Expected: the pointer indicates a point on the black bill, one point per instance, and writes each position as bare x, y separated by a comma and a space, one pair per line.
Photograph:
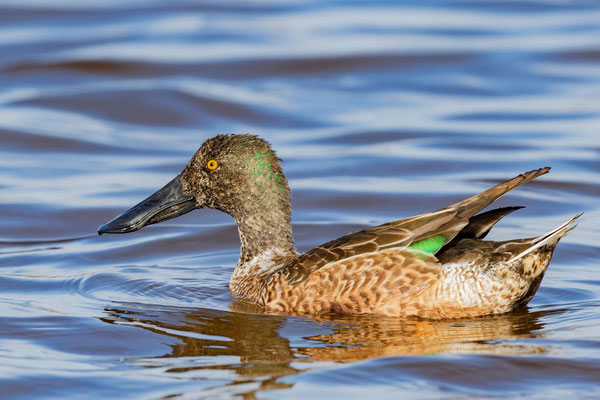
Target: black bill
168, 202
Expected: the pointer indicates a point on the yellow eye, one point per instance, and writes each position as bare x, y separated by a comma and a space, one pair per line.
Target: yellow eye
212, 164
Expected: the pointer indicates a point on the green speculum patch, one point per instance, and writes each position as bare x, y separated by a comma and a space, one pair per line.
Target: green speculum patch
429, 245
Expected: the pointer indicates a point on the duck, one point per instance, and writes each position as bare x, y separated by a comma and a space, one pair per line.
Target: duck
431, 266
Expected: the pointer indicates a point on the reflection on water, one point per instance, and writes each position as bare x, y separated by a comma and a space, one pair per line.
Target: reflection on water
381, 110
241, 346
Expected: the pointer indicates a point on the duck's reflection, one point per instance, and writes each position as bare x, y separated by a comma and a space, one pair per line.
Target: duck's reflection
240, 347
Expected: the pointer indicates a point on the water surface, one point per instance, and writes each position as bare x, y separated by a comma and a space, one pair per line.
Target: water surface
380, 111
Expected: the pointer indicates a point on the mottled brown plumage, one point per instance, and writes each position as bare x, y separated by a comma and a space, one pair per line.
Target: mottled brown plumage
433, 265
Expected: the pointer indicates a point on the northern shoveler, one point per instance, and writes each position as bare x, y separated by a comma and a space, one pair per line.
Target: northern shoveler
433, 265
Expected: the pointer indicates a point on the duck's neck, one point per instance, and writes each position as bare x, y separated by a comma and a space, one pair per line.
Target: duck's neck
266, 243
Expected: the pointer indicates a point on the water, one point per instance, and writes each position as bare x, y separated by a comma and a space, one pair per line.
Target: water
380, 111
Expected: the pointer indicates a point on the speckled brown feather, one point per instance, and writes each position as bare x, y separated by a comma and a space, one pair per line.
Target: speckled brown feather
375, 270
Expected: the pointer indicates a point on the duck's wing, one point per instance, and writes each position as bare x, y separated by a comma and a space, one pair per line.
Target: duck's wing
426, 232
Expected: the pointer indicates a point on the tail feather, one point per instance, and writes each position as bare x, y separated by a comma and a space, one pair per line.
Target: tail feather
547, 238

# # # #

The exercise: Omit each picture, then return all of the listing exactly as it stands.

Full answer:
Expected: the pointer indicates a point on the black bill, one point per instance, and writes each position as bare x, y separated by a comma and a space, one pair per line.
Photograph:
Target: black bill
168, 202
Expected: the pointer indicates a point on the yellow eye, one point per instance, and writes each position as bare x, y separated by a comma and a space, one pair per line.
Target: yellow eye
212, 164
Expected: the pointer indicates a point on the green speculum patch, one point per instance, and writes each position as bare x, y separated by a comma and a space, one pair per line.
Target: green speculum patch
429, 245
Expected: the pointer indicates a point on the duck, one point per instance, and writes each position as bare x, y separated by a comma and a space, one pair per line.
Target: duck
431, 266
Expected: the pointer indicates a point on the reflection on water, one point per instance, and writes each position as bare x, y separated by a comma and a space, one pair per line.
Target: reflection on water
381, 110
241, 346
Expected: the pointer indicates a point on the duck's reflection, one point per instance, and writes each position as bare x, y separated by a comma and a space, one pair per line.
Target: duck's reflection
240, 347
Expected: the pointer indicates a point on the water surface, one point per instance, and writes each position as bare x, y separated by a comma and a space, one pair per line.
Target: water surface
380, 111
Expected: the pointer indicates a point on the mottled brown plumage, one point per instance, and writes each position as bare x, y separated by a comma and a space, one pair per line.
Target: mottled brown plumage
433, 265
Expected: the pointer indicates a point on the northern shoveler, one point per instance, and writes each position as bare x, y separated by a comma and a space, one pair per line.
Target: northern shoveler
433, 265
Expected: the pointer indicates a point on the duck's neck, one point per instance, and writes each position as bare x, y separated by a comma and a space, one pair per line.
Target: duck's neck
266, 243
Expected: the pointer indicates a point on the water, one point per instance, and writes each position as bare x, y separated by a comma and a space, one pair per line.
Target: water
380, 111
Expected: the pointer indicates a point on the speckled brown feather, one point per instance, and writes each position as bare x, y separated by a comma and a space, one pair per line.
Target: speckled brown feather
375, 270
Expected: the pointer indicates a point on the duck's wing, one point per instance, and writes each position as bare x, y separated by a comma and a space, one pair per line.
Target: duck's wing
426, 232
Expected: the pointer indicates a point on the tail feather, one point per instance, and writes each position as bare x, y separated by a comma and a space, one pair per line.
Target: tail feather
547, 238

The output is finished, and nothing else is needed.